### SUPPLIED TEXT
/---

We compare the prediction performance of the following methods for feature subset selection:

MILO-L: MILO formulation (MILP2 [51]) for linear SVM classification;

RFE-K: recursive feature elimination [32] for kernel SVM classification;

RMILO-K: our reduced MILO formulation (20)-(27) for kernel SVM classification.

The MILO formulation (denoted by MILP2 in Maldonado et al. [51]) was proposed for subset selection in linear SVM classification. The recursive feature elimination was implemented using the caret package in the R programming language. The MILO problems were solved using the optimization software IBM ILOG CPLEX 20.1.0.0 [39], where the interior-point method was used to solve relaxed subproblems. The big-\(M\) values for RMILO-K were set as in Eq. (31). For a selected subset \(\hat{S}\) of features, SVM classifiers were trained using the sklearn.svm.LinearSVC function (MILO-L) and the sklearn.svm.SVC function (RFE-K and RMILO-K) in the Python programming language. We set the misclassification penalty parameter as \(C=1\), which performed well for our synthetic datasets. We also used the scaling parameter \(\gamma = \hat{\gamma}\), which was tuned by Eq. (32) for the subset-based Gaussian kernel function (4).

4.4  Results for Synthetic Datasets

Tables 6-9 show the computational results of the three methods for feature subset selection for the synthetic datasets. Recall that the tables show average values over 10 repetitions, with standard errors of the ClsAcc and SetF1 values in parentheses, where the best ClsAcc and SetF1 values for each problem instance \((n,p,\mathrm{exp},\theta^*)\) are given in bold. Note also that where the tables show “\(>\)10000.0” in the column labeled “Time,” the computation reached the time limit of 10000 s at least once out of 10 repetitions.

Table 6 gives the results for the expansion factor \(\mathrm{exp}=25\) and the subset size \(\theta=\theta^*=3\). When \(n \in \{25, 50\}\), our kernel-based MILO method (RMILO-K) achieved good accuracy for both classification (ClsAcc) and subset selection (SetF1). When \(n=100\), the kernel-based recursive feature elimination (RFE-K) performed relatively well. On the whole, the linear-SVM-based MILO method (MILO-L) performed badly.

Table 6  Results for the synthetic dataset (\(\mathrm{exp}=25\) and \(\theta=\theta^*=3\)).

Table 7 gives the results for the expansion factor \(\mathrm{exp}=25\) and the subset size \(\theta=\theta^*=5\). When \(n=25\), MILO-L provided the best accuracy for both classification and subset selection. When \(n=50\), RMILO-K maintained good accuracy for both classification and subset selection. When \(n=100\), RFE-K and MILO-L had the best accuracy for classification and subset selection, respectively. However, note that RMILO-K selected nearly half the features selected by MILO-L. Accordingly, it is also the case that RMILO-K delivered overall good performance with relatively few features.

\---

### SUPPLIED DATA

/---

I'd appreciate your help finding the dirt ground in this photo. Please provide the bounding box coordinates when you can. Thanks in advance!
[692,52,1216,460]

\---

### SHORT TASK A
Quote the passage on SVM feature subset selection, starting at "4.4  Results for" and ending at "out of 10 repetitions.".
### SHORT TASK B
Answer these questions about the passage on SVM feature subset selection:
(i) Which optimization software solved the MILO problems?
(ii) What was the computation time limit?
(iii) For Table 7 with n=25, which method gave the best accuracy for both classification and subset selection?
### SHORT TASK C
In the passage on SVM feature subset selection, why does the "Time" column sometimes show "\(>\)10000.0"? Answer in one to three sentences.
The listing comes from a separate source, unrelated to the passage on SVM feature subset selection.

### FINAL RESULT A
4.4  Results for Synthetic Datasets

Tables 6-9 show the computational results of the three methods for feature subset selection for the synthetic datasets. Recall that the tables show average values over 10 repetitions, with standard errors of the ClsAcc and SetF1 values in parentheses, where the best ClsAcc and SetF1 values for each problem instance \((n,p,\mathrm{exp},\theta^*)\) are given in bold. Note also that where the tables show “\(>\)10000.0” in the column labeled “Time,” the computation reached the time limit of 10000 s at least once out of 10 repetitions.

### FINAL RESULT B
(i) IBM ILOG CPLEX 20.1.0.0
(ii) 10000 s
(iii) MILO-L

### FINAL RESULT C
It shows that the computation reached the time limit of 10000 s at least once in the 10 repetitions.